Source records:
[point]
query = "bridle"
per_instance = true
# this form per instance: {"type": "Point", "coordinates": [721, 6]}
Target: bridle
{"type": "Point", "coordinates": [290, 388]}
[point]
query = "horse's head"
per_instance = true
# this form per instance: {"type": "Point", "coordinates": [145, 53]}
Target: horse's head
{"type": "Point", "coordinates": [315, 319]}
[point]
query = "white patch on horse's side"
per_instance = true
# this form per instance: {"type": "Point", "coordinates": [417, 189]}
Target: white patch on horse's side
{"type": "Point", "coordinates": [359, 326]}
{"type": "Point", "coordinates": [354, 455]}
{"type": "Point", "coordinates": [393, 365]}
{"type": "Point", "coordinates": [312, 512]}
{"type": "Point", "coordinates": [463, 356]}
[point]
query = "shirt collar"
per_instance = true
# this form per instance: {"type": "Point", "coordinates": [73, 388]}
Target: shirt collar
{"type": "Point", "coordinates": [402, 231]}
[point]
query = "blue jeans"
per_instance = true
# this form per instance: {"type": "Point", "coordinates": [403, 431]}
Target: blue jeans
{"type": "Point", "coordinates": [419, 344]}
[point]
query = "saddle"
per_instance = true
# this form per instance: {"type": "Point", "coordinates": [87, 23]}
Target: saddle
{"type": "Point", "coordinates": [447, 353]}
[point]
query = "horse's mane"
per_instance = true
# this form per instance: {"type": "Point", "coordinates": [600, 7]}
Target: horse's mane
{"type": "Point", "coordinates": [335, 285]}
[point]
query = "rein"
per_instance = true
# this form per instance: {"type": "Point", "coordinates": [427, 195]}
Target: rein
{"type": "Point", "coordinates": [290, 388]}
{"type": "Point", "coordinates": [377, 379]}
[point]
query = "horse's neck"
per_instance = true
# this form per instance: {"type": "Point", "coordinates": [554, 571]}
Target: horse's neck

§ Exercise
For this exercise, give the entries above again with no difference at all.

§ Your solution
[point]
query = "bridle"
per_instance = true
# this form per instance: {"type": "Point", "coordinates": [721, 6]}
Target: bridle
{"type": "Point", "coordinates": [290, 388]}
[point]
query = "horse's head"
per_instance = true
# this form per instance: {"type": "Point", "coordinates": [145, 53]}
Target: horse's head
{"type": "Point", "coordinates": [315, 319]}
[point]
query = "white patch on horse's side"
per_instance = true
# this form per instance: {"type": "Point", "coordinates": [417, 189]}
Target: white patch on horse's side
{"type": "Point", "coordinates": [359, 326]}
{"type": "Point", "coordinates": [354, 455]}
{"type": "Point", "coordinates": [393, 365]}
{"type": "Point", "coordinates": [312, 512]}
{"type": "Point", "coordinates": [463, 356]}
[point]
query = "shirt collar"
per_instance = true
# this form per instance: {"type": "Point", "coordinates": [73, 388]}
Target: shirt collar
{"type": "Point", "coordinates": [402, 231]}
[point]
query = "blue jeans"
per_instance = true
# this form per instance: {"type": "Point", "coordinates": [403, 431]}
Target: blue jeans
{"type": "Point", "coordinates": [419, 344]}
[point]
query = "saddle"
per_instance = true
# this form per instance: {"type": "Point", "coordinates": [87, 23]}
Target: saddle
{"type": "Point", "coordinates": [447, 353]}
[point]
query = "horse's mane"
per_instance = true
# this form per instance: {"type": "Point", "coordinates": [600, 7]}
Target: horse's mane
{"type": "Point", "coordinates": [335, 285]}
[point]
query = "rein"
per_instance = true
# this form per instance: {"type": "Point", "coordinates": [427, 195]}
Target: rein
{"type": "Point", "coordinates": [290, 388]}
{"type": "Point", "coordinates": [377, 379]}
[point]
query = "horse's neck"
per_instance = true
# this form per instance: {"type": "Point", "coordinates": [554, 571]}
Target: horse's neck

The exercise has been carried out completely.